--- START OF INFORMATION SHOWN ---

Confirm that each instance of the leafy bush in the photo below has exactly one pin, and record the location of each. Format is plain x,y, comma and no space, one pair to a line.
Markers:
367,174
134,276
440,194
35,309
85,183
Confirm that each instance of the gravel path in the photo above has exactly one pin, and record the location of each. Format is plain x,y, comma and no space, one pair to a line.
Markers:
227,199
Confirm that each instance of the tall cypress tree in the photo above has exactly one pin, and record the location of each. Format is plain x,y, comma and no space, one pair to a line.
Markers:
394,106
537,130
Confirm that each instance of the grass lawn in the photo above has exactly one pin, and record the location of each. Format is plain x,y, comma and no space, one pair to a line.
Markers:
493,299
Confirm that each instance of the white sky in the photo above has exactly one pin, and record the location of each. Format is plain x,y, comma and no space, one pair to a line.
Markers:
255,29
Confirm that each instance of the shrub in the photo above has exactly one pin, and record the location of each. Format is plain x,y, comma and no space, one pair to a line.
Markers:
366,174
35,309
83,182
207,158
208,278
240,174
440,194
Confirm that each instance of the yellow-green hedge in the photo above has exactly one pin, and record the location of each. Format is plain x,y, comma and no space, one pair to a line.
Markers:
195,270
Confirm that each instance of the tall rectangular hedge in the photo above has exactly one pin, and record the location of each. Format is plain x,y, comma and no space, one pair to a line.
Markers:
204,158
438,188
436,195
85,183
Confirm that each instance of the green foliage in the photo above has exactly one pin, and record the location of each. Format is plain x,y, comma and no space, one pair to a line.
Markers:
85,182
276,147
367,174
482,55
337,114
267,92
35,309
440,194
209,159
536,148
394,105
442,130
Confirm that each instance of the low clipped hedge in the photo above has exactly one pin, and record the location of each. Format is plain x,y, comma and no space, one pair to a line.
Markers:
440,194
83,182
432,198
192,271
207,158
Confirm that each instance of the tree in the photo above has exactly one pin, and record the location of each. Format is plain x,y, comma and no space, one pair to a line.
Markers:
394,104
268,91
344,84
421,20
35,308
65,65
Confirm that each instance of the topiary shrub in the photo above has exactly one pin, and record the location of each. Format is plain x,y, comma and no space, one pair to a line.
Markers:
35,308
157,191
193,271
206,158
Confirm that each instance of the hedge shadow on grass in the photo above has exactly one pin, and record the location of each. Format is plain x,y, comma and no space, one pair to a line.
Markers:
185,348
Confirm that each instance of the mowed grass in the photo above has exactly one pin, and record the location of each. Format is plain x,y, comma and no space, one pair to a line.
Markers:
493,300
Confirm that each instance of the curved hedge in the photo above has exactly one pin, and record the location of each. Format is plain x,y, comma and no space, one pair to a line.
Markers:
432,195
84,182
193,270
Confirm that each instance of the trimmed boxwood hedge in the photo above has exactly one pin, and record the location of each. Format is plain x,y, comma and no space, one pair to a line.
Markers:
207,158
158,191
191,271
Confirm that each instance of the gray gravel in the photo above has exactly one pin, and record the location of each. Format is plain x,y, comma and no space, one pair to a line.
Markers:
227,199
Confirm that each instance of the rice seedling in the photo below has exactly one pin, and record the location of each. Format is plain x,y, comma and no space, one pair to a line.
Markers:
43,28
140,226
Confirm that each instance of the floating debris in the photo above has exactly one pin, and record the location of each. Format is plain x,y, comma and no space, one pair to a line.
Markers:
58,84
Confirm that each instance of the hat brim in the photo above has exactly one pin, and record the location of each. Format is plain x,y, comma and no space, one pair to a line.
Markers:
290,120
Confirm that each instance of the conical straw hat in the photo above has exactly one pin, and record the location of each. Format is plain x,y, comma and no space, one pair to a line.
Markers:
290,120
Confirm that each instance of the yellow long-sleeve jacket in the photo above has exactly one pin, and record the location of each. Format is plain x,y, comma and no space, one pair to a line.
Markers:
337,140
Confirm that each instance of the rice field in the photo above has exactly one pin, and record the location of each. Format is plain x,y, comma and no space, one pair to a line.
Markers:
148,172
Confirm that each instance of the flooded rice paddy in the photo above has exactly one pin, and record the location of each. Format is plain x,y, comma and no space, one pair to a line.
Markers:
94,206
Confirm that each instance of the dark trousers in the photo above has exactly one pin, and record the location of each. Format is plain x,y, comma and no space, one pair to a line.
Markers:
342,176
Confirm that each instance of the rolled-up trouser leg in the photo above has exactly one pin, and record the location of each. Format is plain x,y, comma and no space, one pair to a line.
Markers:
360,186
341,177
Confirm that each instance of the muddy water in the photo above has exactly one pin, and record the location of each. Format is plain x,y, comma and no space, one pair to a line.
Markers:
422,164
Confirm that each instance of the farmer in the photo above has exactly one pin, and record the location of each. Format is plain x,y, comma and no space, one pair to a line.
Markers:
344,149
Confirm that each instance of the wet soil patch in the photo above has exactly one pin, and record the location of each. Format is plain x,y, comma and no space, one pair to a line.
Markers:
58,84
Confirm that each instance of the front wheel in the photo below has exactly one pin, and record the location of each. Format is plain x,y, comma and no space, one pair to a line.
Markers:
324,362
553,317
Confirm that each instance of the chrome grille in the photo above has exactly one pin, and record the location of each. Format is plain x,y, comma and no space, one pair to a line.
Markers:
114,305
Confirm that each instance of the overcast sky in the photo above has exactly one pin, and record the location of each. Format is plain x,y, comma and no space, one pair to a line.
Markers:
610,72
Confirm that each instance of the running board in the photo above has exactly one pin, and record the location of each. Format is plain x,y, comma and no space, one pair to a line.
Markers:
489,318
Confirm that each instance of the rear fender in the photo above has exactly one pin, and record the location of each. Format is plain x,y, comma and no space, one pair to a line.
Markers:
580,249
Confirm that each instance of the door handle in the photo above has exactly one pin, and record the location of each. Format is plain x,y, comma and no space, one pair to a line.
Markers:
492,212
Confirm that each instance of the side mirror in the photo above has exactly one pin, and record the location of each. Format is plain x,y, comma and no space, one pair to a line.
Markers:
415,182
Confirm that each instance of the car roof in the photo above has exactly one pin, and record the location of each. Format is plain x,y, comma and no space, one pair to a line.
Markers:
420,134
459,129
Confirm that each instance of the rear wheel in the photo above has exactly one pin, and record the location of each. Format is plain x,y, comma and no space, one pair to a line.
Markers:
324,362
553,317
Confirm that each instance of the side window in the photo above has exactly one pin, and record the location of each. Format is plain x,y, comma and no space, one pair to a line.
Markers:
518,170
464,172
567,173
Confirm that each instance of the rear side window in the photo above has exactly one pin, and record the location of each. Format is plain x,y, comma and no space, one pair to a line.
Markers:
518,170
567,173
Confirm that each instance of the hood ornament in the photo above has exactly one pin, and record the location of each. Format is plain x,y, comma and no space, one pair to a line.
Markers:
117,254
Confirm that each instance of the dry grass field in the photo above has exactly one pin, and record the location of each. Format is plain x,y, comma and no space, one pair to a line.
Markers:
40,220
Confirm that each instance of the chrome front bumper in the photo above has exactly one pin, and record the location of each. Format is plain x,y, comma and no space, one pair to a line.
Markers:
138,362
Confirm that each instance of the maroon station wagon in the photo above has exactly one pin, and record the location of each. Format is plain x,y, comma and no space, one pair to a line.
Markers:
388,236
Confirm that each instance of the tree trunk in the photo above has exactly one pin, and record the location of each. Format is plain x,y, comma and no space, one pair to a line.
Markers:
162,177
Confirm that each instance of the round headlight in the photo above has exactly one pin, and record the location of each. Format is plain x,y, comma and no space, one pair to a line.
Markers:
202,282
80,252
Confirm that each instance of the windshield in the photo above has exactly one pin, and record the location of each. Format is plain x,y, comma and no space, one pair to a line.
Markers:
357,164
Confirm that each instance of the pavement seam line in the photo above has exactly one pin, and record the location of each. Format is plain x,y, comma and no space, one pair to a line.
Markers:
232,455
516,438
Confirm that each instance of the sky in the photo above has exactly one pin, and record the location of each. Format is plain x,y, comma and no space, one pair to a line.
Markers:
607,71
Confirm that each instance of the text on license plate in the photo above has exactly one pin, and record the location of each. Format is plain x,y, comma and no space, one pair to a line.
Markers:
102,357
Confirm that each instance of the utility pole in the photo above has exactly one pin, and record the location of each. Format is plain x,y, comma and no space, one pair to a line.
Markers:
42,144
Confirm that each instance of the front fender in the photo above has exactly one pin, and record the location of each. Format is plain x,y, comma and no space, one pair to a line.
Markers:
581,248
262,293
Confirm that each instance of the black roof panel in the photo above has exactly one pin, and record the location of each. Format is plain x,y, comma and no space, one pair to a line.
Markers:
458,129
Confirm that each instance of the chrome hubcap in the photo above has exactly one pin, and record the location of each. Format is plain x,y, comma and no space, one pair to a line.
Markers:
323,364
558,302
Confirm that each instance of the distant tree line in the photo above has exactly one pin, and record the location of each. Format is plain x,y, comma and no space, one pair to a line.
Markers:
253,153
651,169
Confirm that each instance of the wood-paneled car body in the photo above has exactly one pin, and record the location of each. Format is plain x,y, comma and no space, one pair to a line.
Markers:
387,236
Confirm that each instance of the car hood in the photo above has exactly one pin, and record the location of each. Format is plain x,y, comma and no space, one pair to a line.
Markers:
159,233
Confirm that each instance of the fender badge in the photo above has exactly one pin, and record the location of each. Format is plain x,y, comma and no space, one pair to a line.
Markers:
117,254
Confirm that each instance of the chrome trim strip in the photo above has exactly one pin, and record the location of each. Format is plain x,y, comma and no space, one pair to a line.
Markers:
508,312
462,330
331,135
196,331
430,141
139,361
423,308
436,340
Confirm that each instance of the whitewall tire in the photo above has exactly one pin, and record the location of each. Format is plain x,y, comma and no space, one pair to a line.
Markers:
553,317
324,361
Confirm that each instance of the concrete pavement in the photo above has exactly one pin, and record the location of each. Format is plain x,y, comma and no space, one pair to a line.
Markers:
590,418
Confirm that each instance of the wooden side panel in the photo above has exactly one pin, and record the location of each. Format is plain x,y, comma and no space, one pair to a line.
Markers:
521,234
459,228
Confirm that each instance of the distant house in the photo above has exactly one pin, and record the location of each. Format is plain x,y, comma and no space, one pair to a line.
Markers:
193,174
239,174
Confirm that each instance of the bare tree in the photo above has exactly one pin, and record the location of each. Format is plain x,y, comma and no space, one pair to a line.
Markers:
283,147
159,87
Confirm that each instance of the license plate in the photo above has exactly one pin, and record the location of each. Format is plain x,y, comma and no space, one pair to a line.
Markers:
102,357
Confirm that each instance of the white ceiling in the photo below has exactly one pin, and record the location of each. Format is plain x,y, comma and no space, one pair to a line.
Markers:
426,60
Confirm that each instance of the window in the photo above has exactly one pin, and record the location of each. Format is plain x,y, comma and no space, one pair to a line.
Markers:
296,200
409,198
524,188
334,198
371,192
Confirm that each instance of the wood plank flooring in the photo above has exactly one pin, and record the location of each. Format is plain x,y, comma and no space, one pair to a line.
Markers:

--- END OF INFORMATION SHOWN ---

**GIVEN EXERCISE**
In the entries above, find the line containing "Confirm that each instance of the license". Set down that line and every line after it through the last one, exactly and alone.

**WRITTEN SOLUTION**
Confirm that each instance of the license plate in the photo above has exactly one pin, and record the location of each. Format is plain x,y, comma and no space, one pair to a line.
Markers:
102,357
Confirm that each instance of the white ceiling in the photo below has exactly one pin, and record the location of each. Format is plain x,y, comma and no space, one pair to a line.
Markers:
426,60
Confirm that each instance of the window in the photo above has exactly one pin, and record the location of each. Format is plain x,y, comma and no space, one pair to a line.
Markers:
296,200
409,198
524,188
334,198
371,192
Confirm that each instance of the wood plank flooring in the photo above has exactly one pin, and record the location of each. Format is plain x,y, comma and no space, one pair to a line.
Markers:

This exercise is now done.